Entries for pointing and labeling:
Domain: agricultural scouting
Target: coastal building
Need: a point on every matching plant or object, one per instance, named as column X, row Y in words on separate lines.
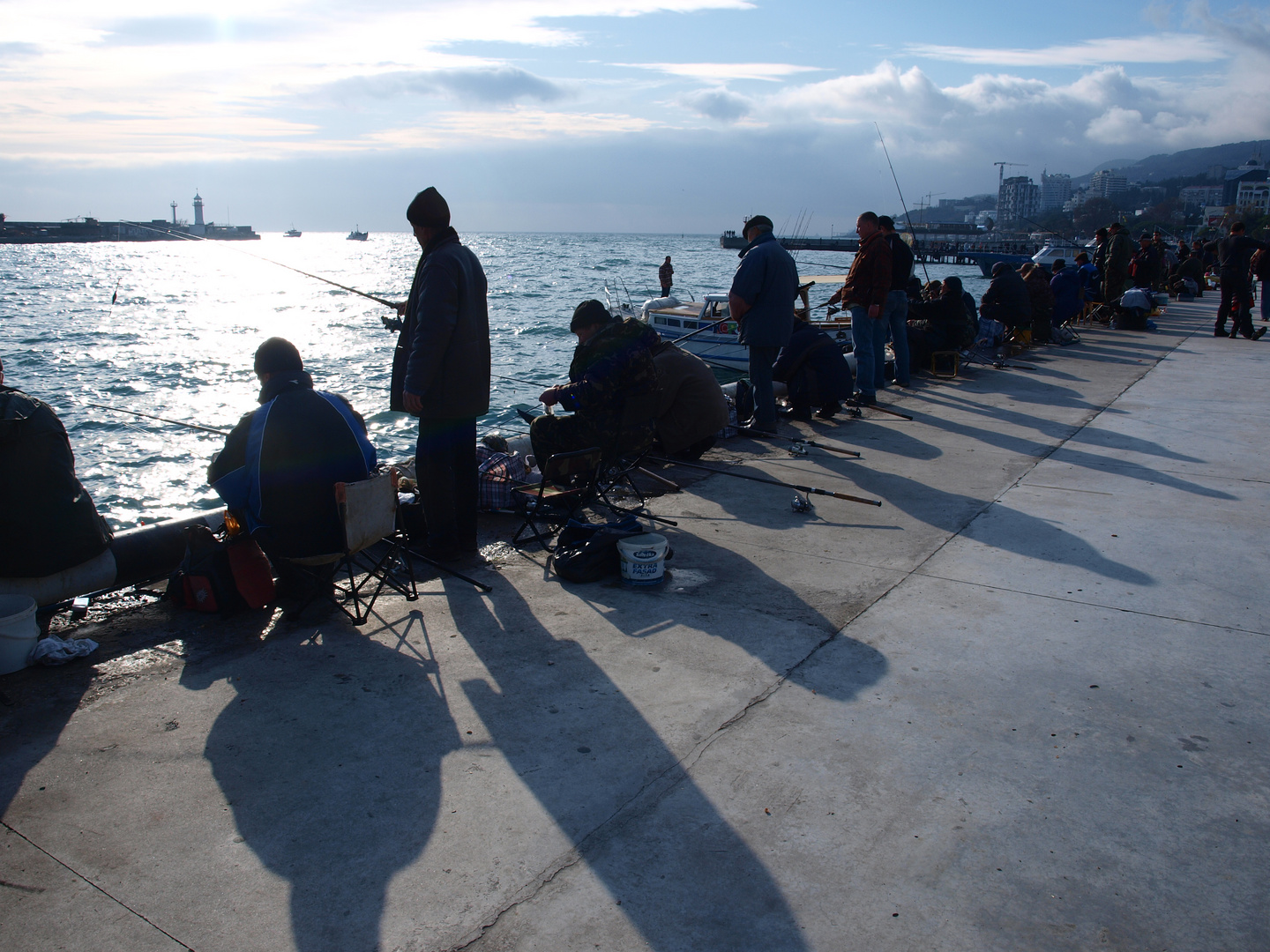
column 1018, row 199
column 1254, row 170
column 1108, row 183
column 1200, row 196
column 1054, row 190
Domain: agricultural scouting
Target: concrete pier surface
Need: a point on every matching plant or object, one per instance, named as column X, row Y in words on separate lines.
column 1022, row 704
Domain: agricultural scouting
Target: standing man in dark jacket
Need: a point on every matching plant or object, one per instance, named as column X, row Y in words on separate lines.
column 1006, row 299
column 1116, row 276
column 1233, row 254
column 279, row 469
column 611, row 389
column 48, row 519
column 761, row 300
column 865, row 292
column 894, row 317
column 441, row 375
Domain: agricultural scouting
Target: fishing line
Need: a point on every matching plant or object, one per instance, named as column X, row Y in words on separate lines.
column 903, row 205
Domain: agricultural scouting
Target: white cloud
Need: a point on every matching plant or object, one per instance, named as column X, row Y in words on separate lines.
column 1159, row 48
column 723, row 71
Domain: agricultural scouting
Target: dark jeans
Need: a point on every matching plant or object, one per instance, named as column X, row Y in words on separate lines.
column 894, row 317
column 1236, row 296
column 761, row 360
column 446, row 469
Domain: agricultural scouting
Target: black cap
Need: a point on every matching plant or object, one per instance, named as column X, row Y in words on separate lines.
column 589, row 314
column 429, row 210
column 759, row 221
column 277, row 355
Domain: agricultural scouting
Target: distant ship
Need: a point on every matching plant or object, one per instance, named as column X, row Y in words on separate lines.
column 89, row 230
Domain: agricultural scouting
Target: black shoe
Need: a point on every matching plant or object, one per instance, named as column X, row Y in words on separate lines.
column 757, row 427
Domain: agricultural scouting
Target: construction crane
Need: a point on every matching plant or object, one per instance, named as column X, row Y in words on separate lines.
column 1001, row 175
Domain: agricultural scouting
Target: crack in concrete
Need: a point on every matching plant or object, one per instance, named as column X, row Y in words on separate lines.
column 86, row 879
column 624, row 814
column 1095, row 605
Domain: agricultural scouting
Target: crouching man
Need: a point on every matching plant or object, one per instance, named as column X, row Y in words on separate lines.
column 609, row 389
column 279, row 469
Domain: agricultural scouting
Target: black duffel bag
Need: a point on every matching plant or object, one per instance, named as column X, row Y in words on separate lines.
column 588, row 551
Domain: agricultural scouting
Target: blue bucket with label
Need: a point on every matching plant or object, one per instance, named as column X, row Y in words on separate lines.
column 643, row 559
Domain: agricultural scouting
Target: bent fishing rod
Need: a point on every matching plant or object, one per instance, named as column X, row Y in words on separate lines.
column 161, row 419
column 770, row 482
column 798, row 441
column 290, row 268
column 903, row 205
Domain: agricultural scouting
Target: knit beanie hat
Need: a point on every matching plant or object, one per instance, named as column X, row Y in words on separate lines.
column 429, row 210
column 588, row 314
column 277, row 355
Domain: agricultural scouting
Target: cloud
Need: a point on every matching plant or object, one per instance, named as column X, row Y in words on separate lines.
column 723, row 71
column 493, row 86
column 718, row 104
column 183, row 31
column 1160, row 48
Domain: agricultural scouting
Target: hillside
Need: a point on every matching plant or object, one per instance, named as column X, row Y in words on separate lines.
column 1192, row 161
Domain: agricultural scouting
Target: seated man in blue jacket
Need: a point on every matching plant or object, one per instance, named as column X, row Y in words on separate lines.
column 279, row 469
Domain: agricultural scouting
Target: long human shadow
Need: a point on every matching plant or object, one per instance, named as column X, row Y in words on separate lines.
column 331, row 759
column 1070, row 453
column 1016, row 531
column 38, row 703
column 587, row 753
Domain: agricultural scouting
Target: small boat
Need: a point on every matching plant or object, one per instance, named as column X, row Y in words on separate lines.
column 721, row 346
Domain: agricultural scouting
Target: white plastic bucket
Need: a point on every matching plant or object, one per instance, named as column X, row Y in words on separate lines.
column 18, row 631
column 643, row 559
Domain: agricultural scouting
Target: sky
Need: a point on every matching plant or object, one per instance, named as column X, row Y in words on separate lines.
column 646, row 115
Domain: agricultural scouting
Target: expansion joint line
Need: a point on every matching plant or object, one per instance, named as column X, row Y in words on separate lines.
column 71, row 870
column 1039, row 460
column 684, row 766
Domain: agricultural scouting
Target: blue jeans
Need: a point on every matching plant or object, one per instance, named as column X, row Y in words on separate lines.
column 761, row 360
column 869, row 335
column 894, row 319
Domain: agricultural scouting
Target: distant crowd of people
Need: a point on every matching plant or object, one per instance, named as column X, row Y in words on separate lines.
column 628, row 389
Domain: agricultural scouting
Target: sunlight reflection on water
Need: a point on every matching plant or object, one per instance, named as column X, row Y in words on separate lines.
column 181, row 338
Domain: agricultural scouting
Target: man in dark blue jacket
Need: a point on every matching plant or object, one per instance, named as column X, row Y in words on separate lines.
column 441, row 375
column 761, row 300
column 279, row 469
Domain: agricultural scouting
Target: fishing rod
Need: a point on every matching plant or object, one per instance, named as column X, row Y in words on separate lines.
column 762, row 435
column 879, row 406
column 161, row 419
column 903, row 205
column 290, row 268
column 770, row 482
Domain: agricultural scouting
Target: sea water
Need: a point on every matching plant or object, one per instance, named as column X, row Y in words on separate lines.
column 179, row 338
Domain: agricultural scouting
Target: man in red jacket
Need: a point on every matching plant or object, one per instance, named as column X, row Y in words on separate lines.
column 865, row 294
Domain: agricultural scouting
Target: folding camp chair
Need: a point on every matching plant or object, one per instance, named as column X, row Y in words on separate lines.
column 367, row 513
column 569, row 481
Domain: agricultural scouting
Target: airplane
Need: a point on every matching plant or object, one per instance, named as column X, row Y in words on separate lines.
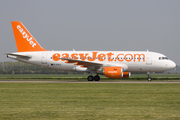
column 112, row 64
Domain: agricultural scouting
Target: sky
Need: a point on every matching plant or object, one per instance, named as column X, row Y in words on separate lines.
column 105, row 25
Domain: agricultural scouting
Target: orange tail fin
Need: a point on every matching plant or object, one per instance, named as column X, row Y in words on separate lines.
column 24, row 40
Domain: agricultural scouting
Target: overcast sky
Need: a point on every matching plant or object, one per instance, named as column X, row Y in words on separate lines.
column 111, row 25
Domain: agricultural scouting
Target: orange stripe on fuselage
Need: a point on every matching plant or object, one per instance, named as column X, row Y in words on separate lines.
column 121, row 57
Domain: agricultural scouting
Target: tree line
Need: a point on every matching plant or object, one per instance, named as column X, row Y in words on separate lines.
column 25, row 68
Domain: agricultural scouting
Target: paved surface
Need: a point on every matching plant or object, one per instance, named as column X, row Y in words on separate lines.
column 6, row 81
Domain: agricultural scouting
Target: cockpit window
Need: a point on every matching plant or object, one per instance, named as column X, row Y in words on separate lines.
column 163, row 58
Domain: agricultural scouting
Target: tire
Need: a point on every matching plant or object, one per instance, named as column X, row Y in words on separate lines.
column 149, row 79
column 96, row 78
column 90, row 78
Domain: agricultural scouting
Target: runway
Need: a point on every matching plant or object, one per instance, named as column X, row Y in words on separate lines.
column 145, row 82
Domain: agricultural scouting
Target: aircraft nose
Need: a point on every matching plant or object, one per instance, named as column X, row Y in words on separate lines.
column 172, row 65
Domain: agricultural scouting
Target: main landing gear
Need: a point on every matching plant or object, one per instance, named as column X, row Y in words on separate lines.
column 91, row 78
column 149, row 78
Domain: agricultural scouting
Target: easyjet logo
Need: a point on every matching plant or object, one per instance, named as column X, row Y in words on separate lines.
column 100, row 57
column 112, row 71
column 26, row 36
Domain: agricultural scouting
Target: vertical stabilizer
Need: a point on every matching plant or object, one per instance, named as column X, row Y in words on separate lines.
column 24, row 40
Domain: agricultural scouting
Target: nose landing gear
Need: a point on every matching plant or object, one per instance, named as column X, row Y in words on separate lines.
column 149, row 78
column 91, row 78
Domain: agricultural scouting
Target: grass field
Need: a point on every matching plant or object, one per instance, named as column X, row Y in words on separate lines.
column 77, row 101
column 83, row 77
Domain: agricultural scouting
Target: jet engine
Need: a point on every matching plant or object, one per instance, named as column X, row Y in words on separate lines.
column 126, row 74
column 113, row 72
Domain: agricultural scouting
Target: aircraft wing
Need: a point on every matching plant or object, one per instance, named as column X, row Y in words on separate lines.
column 92, row 65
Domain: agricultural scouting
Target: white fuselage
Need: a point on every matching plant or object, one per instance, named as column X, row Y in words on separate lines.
column 131, row 61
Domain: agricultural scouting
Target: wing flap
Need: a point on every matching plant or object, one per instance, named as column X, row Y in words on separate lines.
column 18, row 55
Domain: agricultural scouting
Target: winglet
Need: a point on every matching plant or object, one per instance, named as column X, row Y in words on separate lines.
column 24, row 40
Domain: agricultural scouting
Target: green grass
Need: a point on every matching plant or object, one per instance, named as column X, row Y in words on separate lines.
column 83, row 77
column 89, row 101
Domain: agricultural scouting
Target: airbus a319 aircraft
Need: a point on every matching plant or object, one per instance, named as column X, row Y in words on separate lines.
column 112, row 64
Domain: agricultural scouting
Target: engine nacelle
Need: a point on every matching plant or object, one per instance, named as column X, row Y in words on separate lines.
column 126, row 74
column 113, row 72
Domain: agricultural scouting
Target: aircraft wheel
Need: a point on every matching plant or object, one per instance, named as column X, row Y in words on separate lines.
column 149, row 79
column 90, row 78
column 96, row 78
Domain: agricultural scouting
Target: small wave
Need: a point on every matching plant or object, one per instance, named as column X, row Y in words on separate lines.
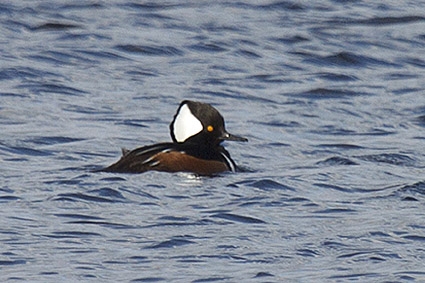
column 336, row 160
column 390, row 158
column 238, row 218
column 150, row 50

## To be done
Identify each line above that contains the string "bucket", with case counting, and copy those lines.

## Worked answer
Target: blue bucket with label
Target: white plastic bucket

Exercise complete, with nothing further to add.